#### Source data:

- - - - - - -

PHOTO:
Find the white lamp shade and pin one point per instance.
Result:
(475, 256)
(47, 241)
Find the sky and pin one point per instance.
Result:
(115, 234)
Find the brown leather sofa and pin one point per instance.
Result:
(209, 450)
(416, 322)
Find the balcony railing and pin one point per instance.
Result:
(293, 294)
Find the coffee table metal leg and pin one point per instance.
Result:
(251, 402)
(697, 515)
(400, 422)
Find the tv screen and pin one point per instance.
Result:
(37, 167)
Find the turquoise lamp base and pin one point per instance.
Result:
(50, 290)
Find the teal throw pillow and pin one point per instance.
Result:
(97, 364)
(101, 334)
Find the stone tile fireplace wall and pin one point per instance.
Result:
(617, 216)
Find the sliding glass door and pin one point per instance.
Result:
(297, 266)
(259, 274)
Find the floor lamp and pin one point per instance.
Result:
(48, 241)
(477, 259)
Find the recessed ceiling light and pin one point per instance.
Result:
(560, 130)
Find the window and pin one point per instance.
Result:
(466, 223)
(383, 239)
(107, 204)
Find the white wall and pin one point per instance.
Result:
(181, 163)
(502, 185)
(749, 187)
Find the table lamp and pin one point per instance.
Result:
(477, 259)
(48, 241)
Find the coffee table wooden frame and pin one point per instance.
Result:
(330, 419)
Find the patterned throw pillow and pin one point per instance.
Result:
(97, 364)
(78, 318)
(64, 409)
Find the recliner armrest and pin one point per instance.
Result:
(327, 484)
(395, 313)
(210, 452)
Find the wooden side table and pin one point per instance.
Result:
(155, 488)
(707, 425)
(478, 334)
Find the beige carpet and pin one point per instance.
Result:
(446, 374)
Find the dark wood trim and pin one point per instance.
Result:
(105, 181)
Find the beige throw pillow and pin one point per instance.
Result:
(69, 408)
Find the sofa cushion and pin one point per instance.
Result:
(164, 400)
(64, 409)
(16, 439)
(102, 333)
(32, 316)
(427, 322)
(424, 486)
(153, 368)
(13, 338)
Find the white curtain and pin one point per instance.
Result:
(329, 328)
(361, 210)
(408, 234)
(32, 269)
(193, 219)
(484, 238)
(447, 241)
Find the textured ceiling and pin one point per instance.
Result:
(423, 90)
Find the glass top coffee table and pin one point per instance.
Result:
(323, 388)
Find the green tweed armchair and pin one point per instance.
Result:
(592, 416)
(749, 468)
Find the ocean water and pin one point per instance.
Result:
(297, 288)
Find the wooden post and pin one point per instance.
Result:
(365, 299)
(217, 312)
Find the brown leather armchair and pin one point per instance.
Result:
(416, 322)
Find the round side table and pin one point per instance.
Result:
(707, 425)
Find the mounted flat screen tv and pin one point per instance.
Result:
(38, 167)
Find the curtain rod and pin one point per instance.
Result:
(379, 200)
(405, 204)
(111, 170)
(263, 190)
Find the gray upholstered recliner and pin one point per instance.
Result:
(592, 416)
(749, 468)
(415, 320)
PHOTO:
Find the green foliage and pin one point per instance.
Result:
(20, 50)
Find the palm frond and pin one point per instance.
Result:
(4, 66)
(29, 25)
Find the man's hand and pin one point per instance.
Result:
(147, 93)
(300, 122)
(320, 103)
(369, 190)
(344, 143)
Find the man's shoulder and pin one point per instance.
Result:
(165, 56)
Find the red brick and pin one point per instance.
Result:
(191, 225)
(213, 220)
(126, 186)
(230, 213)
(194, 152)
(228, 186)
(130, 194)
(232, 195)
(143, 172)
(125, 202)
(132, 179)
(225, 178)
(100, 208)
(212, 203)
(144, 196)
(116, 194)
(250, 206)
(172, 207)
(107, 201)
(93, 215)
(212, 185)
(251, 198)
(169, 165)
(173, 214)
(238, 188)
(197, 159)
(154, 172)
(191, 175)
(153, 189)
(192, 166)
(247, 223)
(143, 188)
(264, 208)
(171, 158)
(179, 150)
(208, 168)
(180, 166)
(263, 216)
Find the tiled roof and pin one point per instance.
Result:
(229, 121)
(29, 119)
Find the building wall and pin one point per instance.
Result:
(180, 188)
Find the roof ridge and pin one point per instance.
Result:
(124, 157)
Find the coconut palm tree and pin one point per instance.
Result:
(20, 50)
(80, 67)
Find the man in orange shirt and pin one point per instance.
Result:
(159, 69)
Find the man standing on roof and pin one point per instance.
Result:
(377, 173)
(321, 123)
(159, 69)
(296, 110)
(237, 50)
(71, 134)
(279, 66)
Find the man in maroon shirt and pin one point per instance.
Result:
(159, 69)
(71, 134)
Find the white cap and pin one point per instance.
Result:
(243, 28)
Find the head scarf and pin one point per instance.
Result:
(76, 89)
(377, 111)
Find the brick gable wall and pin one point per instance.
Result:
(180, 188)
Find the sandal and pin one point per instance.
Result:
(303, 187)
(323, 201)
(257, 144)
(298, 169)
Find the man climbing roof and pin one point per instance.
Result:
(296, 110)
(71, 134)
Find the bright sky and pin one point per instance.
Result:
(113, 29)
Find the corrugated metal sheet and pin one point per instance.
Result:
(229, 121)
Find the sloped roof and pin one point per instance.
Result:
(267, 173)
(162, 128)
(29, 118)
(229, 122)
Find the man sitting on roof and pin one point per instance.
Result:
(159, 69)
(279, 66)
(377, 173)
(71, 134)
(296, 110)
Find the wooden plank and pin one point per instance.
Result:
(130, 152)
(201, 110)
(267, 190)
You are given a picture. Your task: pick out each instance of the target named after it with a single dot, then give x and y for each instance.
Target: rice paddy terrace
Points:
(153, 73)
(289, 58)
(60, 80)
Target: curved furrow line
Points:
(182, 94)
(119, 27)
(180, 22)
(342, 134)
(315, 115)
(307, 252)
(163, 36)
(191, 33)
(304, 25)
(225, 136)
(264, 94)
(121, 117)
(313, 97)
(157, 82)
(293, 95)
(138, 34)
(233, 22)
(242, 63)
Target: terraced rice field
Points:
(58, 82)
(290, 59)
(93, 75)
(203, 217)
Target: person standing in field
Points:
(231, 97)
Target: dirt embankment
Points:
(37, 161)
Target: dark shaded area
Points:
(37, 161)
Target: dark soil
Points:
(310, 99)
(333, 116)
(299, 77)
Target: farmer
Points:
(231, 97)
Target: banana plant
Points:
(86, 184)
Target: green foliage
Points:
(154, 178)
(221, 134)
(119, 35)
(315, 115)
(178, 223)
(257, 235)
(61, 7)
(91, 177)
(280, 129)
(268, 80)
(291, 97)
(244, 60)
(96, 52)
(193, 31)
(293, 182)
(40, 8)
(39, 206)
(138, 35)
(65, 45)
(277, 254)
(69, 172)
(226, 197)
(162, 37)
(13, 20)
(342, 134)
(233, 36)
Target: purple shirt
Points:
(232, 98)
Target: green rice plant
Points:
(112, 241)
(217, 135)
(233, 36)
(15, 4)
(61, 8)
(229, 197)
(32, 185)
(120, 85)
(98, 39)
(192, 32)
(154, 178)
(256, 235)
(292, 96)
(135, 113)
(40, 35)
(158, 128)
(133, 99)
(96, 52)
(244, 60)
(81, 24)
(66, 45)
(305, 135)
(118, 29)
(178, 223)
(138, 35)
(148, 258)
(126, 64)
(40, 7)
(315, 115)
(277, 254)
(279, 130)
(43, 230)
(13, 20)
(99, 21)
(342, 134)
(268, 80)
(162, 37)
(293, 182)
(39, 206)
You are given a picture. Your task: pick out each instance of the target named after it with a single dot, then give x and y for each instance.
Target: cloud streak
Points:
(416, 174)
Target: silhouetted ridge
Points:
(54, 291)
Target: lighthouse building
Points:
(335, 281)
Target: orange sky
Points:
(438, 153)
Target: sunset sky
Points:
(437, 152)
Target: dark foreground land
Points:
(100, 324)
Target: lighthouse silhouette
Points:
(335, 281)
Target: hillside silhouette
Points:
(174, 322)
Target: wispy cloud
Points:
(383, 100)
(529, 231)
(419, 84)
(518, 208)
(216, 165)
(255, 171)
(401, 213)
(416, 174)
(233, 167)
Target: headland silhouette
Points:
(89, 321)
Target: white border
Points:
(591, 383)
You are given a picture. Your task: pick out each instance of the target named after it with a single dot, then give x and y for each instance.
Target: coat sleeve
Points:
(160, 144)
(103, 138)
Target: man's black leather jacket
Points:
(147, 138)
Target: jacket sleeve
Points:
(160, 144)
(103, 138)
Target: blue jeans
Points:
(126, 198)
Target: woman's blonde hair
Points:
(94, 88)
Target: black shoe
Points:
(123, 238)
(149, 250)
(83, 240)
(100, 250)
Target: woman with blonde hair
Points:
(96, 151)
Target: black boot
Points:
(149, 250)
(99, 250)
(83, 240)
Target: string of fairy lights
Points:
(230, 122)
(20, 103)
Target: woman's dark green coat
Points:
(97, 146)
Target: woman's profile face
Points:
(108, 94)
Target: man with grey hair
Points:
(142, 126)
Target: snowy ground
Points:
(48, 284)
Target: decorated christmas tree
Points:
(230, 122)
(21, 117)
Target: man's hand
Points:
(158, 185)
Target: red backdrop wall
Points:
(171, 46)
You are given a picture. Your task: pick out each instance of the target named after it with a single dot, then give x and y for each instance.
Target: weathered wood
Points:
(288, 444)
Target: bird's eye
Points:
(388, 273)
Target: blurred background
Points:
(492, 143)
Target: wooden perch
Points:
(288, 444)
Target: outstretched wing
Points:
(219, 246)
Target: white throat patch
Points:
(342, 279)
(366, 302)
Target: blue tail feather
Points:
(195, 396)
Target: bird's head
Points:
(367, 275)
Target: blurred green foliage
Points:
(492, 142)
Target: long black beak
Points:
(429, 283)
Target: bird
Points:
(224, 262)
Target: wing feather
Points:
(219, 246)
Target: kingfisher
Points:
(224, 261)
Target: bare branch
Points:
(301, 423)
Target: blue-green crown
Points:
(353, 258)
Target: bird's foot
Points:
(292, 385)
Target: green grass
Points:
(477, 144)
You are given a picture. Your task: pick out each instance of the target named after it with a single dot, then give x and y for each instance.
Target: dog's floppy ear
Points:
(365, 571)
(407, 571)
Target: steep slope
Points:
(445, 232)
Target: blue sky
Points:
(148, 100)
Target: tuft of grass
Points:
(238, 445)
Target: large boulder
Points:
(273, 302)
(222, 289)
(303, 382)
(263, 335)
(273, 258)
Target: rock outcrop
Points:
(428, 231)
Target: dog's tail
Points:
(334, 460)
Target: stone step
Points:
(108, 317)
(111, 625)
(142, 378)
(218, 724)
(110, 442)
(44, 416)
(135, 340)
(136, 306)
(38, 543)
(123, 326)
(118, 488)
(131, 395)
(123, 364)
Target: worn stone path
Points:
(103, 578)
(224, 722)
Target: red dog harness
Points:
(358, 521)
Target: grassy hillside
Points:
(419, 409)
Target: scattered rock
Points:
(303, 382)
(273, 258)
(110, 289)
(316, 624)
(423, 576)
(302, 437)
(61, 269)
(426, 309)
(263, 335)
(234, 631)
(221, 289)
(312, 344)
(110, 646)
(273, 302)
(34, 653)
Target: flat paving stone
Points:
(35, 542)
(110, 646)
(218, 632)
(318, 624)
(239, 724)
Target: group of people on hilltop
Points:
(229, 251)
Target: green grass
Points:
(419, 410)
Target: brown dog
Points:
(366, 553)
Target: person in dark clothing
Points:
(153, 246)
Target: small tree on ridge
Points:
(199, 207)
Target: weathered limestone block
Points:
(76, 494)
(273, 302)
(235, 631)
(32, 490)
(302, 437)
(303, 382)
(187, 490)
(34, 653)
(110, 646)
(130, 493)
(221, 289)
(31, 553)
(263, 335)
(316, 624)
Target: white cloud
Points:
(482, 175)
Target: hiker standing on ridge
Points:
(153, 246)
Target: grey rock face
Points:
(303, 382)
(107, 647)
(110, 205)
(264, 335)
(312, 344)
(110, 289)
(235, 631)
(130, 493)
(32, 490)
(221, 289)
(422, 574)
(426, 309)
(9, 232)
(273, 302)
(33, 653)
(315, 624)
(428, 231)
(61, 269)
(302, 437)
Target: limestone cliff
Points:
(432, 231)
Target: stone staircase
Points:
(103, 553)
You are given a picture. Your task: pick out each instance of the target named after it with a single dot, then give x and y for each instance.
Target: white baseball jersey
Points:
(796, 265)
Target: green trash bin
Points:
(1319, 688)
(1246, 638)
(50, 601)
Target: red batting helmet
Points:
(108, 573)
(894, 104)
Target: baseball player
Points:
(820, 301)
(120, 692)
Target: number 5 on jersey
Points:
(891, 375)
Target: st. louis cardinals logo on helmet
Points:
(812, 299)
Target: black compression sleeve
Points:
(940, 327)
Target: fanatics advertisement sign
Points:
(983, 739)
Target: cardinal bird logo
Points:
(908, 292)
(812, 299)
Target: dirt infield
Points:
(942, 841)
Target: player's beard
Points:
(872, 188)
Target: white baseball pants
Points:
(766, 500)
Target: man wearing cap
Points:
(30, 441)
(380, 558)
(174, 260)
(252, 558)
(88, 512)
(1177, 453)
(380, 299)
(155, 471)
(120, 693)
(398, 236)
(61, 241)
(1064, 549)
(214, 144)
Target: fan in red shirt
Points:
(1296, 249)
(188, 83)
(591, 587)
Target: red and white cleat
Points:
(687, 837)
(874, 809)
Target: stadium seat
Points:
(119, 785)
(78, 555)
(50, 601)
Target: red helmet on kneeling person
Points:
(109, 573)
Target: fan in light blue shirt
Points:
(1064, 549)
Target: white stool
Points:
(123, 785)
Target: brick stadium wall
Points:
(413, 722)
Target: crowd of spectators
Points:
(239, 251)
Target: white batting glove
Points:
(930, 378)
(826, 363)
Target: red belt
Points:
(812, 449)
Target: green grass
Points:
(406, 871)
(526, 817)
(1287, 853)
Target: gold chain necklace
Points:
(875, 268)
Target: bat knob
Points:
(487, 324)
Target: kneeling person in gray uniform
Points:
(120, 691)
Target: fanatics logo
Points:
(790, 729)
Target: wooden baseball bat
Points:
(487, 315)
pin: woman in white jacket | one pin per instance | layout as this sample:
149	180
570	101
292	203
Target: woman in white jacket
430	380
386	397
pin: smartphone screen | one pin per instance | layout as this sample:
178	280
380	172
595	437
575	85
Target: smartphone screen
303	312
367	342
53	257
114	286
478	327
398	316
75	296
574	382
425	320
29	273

- - - - - - -

#### Task to carry out:
Using the records above, report how many lines include "gray", with no words around the number.

#### Exercise answer:
2